INPUT DATA Start Marker

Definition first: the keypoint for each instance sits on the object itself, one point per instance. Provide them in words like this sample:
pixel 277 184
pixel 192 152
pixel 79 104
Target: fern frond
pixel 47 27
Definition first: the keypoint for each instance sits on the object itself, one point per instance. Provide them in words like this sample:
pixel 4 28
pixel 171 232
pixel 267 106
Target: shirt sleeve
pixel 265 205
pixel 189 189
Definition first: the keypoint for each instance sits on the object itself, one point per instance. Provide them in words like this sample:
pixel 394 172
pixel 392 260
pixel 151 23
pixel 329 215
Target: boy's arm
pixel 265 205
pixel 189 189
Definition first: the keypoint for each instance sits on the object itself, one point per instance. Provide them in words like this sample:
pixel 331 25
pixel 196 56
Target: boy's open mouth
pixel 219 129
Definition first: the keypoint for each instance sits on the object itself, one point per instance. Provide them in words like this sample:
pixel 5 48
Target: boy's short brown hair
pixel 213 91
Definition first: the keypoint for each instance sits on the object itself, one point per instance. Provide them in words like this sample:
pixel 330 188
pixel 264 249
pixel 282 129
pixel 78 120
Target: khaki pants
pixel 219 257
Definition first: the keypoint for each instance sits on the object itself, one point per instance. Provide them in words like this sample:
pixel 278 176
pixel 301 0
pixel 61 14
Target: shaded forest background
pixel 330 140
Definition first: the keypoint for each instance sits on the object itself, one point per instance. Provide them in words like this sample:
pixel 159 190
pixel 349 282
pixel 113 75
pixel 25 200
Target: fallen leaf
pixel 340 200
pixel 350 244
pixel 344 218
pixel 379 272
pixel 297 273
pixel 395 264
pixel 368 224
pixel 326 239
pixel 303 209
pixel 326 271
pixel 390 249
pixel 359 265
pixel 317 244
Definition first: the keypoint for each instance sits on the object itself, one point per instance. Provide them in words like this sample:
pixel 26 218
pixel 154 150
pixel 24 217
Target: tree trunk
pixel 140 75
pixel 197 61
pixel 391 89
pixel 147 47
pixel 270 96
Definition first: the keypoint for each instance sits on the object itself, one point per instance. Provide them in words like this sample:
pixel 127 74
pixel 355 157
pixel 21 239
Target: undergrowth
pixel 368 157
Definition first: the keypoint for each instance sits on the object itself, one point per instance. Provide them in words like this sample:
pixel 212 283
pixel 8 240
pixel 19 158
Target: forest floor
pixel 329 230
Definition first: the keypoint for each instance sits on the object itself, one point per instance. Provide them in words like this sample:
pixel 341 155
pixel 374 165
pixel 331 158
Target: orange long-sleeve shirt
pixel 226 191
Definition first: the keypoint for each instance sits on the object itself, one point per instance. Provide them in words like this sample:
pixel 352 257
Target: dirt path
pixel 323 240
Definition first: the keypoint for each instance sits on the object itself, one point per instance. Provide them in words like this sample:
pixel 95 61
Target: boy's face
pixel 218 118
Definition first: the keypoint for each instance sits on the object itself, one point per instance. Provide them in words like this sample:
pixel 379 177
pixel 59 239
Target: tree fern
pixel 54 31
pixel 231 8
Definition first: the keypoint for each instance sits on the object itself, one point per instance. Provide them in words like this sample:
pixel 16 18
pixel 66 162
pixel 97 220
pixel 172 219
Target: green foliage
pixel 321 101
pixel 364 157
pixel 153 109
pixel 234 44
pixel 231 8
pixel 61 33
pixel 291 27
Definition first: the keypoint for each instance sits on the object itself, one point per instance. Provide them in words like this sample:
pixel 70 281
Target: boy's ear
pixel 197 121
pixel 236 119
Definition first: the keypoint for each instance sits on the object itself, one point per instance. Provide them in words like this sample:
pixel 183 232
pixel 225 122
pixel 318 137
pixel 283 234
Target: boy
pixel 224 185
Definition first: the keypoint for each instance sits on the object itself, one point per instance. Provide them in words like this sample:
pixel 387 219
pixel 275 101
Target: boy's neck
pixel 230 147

INPUT DATA End Marker

TASK STATEMENT: Write out the whole listing above, keeping each line exactly as it is.

RESPONSE AREA:
Definition first: the keypoint for each instance sits on the object itself, one point per instance. Provide them in words like this sample:
pixel 277 184
pixel 192 152
pixel 79 104
Target: fern frond
pixel 47 27
Definition first: the keypoint for each instance sits on the object itself, one point per instance. Provide them in words like this sample:
pixel 4 28
pixel 171 232
pixel 267 106
Target: shirt sleeve
pixel 265 205
pixel 189 189
Definition first: the keypoint for each instance sits on the object itself, one point per instance. Provide them in words like this sample:
pixel 394 172
pixel 392 260
pixel 151 23
pixel 329 215
Target: boy's arm
pixel 265 205
pixel 189 189
Definition first: the keypoint for each instance sits on the object itself, one point per instance. Provide them in words like this sample:
pixel 331 25
pixel 196 56
Target: boy's open mouth
pixel 219 129
Definition first: the keypoint for each instance sits on the object itself, one point per instance. Provide them in words like this sample:
pixel 5 48
Target: boy's short brown hair
pixel 213 91
Definition first: the keypoint for each instance sits on the object itself, one point per instance. Provide them in words like this sample:
pixel 330 188
pixel 264 249
pixel 282 129
pixel 78 120
Target: khaki pants
pixel 219 257
Definition first: the keypoint for each instance sits on the object itself, one point per instance. Provide them in words like this sample:
pixel 278 176
pixel 301 0
pixel 61 14
Target: shaded forest background
pixel 330 140
Definition first: the keypoint for each instance sits on the object itself, one point per instance. Provide them in words like this sample:
pixel 159 190
pixel 349 282
pixel 113 75
pixel 25 200
Target: fallen leaf
pixel 340 200
pixel 350 244
pixel 344 218
pixel 379 272
pixel 297 273
pixel 395 264
pixel 368 224
pixel 326 239
pixel 303 209
pixel 326 271
pixel 390 249
pixel 359 265
pixel 317 244
Definition first: the keypoint for each instance sits on the object itself, one point per instance. Provide them in words like this sample:
pixel 26 218
pixel 154 150
pixel 24 217
Target: tree trunk
pixel 140 75
pixel 197 61
pixel 391 89
pixel 147 47
pixel 270 96
Definition first: the keypoint for each instance sits on the object itself, one point per instance. Provide them in words like this sample:
pixel 127 74
pixel 355 157
pixel 21 239
Target: undergrowth
pixel 368 157
Definition first: the keypoint for each instance sits on the object itself, one point per instance. Provide them in words like this sample:
pixel 212 283
pixel 8 240
pixel 19 158
Target: forest floor
pixel 329 230
Definition first: the keypoint for each instance sits on the object itself, one point per instance. Provide them in words like this sample:
pixel 341 155
pixel 374 165
pixel 331 158
Target: orange long-sleeve shirt
pixel 226 191
Definition first: the keypoint for each instance sits on the object itself, one point per instance. Provide them in words like this sample:
pixel 352 257
Target: dirt path
pixel 323 240
Definition first: the keypoint for each instance sits on the object itself, one point per instance. Provide them in words like this sample:
pixel 95 61
Target: boy's face
pixel 218 118
Definition first: the keypoint for each instance sits on the object itself, one point per instance. Provide them in words like this sample:
pixel 379 177
pixel 59 239
Target: tree fern
pixel 54 31
pixel 231 8
Definition first: the keypoint for each instance sits on the object itself, one point per instance. Provide them in words like this sample:
pixel 16 18
pixel 66 162
pixel 97 220
pixel 172 219
Target: green foliage
pixel 321 101
pixel 364 157
pixel 153 109
pixel 234 44
pixel 231 8
pixel 61 33
pixel 291 27
Definition first: the keypoint for each instance sits on the object itself, one point per instance. Provide them in words like this sample:
pixel 70 281
Target: boy's ear
pixel 197 121
pixel 236 119
Definition first: the keypoint for each instance sits on the object itself, one point per instance. Provide them in words like this sample:
pixel 183 232
pixel 225 122
pixel 318 137
pixel 283 234
Target: boy
pixel 224 185
Definition first: the keypoint for each instance sits on the object itself, one point per instance. Provide them in words like this sample:
pixel 387 219
pixel 275 101
Target: boy's neck
pixel 230 147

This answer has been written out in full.